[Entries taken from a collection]
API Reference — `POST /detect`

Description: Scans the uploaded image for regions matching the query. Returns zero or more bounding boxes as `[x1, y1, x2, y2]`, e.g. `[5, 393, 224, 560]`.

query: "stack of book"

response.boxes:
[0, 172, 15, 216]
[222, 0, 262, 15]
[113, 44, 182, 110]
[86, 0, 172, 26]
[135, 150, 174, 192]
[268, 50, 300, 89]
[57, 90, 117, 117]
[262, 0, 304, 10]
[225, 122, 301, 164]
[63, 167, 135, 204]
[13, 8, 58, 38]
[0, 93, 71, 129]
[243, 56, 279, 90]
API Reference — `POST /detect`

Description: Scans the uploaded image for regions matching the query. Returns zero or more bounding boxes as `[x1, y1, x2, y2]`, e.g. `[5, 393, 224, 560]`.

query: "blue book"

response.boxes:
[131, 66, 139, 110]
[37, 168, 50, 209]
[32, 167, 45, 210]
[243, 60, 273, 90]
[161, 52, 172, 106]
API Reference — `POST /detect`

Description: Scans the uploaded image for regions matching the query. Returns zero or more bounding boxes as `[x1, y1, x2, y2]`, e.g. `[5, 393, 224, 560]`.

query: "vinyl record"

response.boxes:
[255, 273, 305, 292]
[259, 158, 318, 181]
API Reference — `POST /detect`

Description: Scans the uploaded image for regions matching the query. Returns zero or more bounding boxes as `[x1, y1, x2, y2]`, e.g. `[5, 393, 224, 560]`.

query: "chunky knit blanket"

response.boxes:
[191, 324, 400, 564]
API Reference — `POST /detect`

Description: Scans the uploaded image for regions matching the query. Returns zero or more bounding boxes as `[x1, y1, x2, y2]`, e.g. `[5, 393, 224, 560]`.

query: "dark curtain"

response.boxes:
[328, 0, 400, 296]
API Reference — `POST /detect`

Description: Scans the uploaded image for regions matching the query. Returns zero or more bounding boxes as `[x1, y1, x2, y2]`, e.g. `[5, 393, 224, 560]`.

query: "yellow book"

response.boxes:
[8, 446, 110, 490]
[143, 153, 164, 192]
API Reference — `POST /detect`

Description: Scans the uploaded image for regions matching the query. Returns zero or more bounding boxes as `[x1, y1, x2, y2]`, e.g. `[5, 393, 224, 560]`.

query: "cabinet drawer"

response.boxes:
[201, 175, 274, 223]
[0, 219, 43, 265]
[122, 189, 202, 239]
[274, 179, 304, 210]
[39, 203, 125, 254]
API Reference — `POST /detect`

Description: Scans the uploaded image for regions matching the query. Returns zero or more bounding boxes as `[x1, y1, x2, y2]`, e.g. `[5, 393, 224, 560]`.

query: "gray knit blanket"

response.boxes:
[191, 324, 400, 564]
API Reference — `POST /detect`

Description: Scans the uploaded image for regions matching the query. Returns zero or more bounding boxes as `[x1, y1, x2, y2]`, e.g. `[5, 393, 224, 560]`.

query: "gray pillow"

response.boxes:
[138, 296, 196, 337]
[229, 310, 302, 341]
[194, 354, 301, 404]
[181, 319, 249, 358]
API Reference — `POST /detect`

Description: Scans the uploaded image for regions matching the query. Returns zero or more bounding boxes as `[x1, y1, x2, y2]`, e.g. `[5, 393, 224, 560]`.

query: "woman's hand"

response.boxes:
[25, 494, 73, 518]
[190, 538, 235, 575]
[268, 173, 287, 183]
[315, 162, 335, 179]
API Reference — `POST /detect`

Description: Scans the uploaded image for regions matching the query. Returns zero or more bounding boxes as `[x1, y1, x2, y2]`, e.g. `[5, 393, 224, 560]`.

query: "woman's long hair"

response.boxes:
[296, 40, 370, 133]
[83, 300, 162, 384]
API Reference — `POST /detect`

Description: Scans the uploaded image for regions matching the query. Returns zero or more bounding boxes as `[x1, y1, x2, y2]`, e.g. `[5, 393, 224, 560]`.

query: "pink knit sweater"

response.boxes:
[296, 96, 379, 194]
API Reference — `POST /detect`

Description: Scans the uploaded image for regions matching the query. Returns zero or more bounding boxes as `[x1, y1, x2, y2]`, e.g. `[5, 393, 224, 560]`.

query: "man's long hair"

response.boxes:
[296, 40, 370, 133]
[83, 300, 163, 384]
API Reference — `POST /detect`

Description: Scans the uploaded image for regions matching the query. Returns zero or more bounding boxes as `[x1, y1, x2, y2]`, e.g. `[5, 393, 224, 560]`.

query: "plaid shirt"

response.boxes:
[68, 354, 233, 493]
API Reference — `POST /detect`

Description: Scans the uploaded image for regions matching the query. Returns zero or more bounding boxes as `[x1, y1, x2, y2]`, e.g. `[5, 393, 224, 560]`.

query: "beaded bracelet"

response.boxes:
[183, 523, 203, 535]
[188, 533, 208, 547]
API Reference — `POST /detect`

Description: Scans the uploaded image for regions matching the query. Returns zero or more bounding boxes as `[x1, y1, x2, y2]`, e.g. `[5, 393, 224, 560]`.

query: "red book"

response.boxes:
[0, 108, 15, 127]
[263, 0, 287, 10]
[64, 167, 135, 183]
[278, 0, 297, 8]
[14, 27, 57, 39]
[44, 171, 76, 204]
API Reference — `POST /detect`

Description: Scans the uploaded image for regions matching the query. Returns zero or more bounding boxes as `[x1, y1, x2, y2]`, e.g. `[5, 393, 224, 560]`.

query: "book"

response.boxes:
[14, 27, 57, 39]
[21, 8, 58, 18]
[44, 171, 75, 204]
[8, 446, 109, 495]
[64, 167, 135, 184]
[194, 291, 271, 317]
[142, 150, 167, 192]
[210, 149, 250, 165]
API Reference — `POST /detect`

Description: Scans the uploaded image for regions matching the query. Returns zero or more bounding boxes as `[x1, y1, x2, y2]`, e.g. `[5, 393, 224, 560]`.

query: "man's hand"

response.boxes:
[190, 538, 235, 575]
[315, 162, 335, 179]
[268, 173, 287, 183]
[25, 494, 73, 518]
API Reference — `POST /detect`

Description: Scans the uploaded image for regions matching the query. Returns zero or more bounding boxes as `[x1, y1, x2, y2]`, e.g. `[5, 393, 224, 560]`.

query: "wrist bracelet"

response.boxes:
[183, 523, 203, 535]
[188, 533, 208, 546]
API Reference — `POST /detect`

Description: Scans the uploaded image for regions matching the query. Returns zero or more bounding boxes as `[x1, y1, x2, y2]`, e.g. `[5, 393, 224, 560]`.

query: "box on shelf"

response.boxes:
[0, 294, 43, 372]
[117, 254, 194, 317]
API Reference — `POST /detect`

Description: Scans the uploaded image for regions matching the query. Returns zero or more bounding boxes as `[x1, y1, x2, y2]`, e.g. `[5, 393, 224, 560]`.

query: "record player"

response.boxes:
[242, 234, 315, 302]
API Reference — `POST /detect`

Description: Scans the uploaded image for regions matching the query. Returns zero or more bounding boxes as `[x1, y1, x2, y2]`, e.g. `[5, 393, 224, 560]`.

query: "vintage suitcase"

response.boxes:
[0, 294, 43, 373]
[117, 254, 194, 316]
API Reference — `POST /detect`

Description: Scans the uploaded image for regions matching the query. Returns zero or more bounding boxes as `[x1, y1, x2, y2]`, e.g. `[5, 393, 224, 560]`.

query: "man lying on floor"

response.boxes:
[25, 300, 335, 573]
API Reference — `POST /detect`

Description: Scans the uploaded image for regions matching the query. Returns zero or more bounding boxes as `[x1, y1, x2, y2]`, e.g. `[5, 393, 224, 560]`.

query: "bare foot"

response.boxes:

**Exercise instructions**
Rewrite the part of the material that opens with its first line and closes with the line containing "[328, 0, 400, 296]", both ends included, requests and all. Multiply each box coordinate in the answers by 1.55 and round to whole numbers, with halves going up, but leave every other number as it is.

**Solution to this exercise**
API Reference — `POST /detect`

Description: Scans the uploaded image for regions matching the query. Returns zero or more bounding boxes as `[x1, y1, x2, y2]`, e.g. `[5, 393, 224, 560]`.

query: "stack of book"

response.boxes:
[0, 267, 23, 335]
[344, 0, 406, 23]
[175, 68, 282, 171]
[133, 0, 267, 40]
[209, 233, 270, 298]
[415, 78, 465, 138]
[88, 140, 181, 181]
[406, 0, 471, 16]
[349, 189, 467, 254]
[98, 259, 209, 316]
[20, 12, 90, 59]
[0, 144, 110, 200]
[377, 87, 432, 140]
API Reference — `POST /detect`

Description: Scans the uploaded image for regions matching the query. Returns zero or more bounding boxes as `[x1, y1, x2, y2]`, e.g. `[5, 393, 224, 560]`.

query: "blue book"

response.boxes:
[203, 102, 215, 171]
[57, 260, 78, 324]
[50, 259, 70, 326]
[377, 93, 423, 140]
[250, 81, 267, 164]
API Reference — `POST /detect`

Description: Scans the uploaded image for regions matching the query. Returns zero or more bounding boxes as `[x1, y1, x2, y2]`, e.g. `[5, 393, 224, 560]`.

query: "vinyl record"

response.boxes:
[395, 423, 473, 453]
[401, 245, 493, 281]
API Reference — `POST /detect`

Description: Scans the uploaded image for regions matching the query. Returns zero or more bounding boxes as `[x1, y1, x2, y2]`, e.g. `[5, 393, 224, 560]`.

query: "chunky knit blanket"

response.boxes:
[296, 502, 620, 874]
API Reference — `POST /detect`

Description: Scans the uploaded image for regions matching the query. Returns zero or more bounding boxes as `[x1, y1, x2, y2]`, e.g. `[5, 393, 224, 560]`.

query: "dark curtain"

response.boxes:
[508, 0, 620, 459]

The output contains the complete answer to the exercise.